─── DONNÉES ENREGISTRÉES ───
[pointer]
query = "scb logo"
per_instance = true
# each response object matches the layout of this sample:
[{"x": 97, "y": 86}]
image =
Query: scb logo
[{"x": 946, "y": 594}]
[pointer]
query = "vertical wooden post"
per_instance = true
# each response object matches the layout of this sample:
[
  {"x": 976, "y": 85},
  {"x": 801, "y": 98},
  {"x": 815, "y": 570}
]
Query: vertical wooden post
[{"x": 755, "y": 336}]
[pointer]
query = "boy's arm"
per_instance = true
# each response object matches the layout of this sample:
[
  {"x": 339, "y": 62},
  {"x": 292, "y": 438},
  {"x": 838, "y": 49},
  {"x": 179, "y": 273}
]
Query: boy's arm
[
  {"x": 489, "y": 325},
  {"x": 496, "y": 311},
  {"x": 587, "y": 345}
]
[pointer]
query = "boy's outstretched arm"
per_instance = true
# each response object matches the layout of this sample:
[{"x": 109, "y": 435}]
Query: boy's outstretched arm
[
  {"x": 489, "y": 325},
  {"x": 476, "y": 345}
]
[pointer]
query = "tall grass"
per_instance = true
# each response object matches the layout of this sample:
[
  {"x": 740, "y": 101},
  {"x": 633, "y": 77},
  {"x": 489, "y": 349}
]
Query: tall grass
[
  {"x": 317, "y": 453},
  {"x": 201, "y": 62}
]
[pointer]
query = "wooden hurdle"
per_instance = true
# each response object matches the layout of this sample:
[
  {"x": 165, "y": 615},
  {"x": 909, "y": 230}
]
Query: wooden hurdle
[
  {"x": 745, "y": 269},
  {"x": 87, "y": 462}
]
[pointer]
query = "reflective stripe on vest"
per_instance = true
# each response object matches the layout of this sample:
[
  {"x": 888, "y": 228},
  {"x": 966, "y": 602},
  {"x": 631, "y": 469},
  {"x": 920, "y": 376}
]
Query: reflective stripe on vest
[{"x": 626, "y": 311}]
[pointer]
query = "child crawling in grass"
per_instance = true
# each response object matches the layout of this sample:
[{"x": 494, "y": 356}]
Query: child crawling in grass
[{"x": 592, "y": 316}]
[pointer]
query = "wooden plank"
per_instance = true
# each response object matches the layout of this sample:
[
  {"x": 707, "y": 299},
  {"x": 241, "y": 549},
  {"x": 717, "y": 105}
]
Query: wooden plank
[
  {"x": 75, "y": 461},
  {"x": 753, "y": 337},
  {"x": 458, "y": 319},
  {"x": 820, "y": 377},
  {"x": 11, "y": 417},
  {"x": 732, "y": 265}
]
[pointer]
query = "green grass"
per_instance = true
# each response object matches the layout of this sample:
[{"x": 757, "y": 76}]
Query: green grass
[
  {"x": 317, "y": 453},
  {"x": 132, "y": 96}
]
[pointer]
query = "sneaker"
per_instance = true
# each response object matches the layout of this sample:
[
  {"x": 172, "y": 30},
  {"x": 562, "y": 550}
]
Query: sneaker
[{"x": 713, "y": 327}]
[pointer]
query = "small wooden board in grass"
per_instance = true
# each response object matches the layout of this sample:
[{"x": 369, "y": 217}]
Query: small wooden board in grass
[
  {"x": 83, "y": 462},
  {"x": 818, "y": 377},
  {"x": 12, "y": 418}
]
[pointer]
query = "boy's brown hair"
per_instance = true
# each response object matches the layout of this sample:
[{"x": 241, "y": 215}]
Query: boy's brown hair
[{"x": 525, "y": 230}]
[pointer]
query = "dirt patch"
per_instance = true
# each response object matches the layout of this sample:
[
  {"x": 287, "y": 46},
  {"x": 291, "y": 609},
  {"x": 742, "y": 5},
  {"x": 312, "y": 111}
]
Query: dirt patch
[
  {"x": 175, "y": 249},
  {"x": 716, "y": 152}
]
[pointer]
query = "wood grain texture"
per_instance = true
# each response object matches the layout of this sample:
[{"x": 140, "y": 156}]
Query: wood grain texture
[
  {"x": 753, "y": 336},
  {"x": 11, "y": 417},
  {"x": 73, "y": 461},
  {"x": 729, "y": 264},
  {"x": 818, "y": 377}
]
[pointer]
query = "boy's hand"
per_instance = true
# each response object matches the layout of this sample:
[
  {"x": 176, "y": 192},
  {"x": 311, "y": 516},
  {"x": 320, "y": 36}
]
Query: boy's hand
───
◆ **CONSIGNES À SUIVRE**: Combien de lignes de la liste contiennent la chaîne « outstretched », en tenant compte de la casse ? Indiquez uniquement le nombre.

◆ **RÉSULTAT ATTENDU**: 2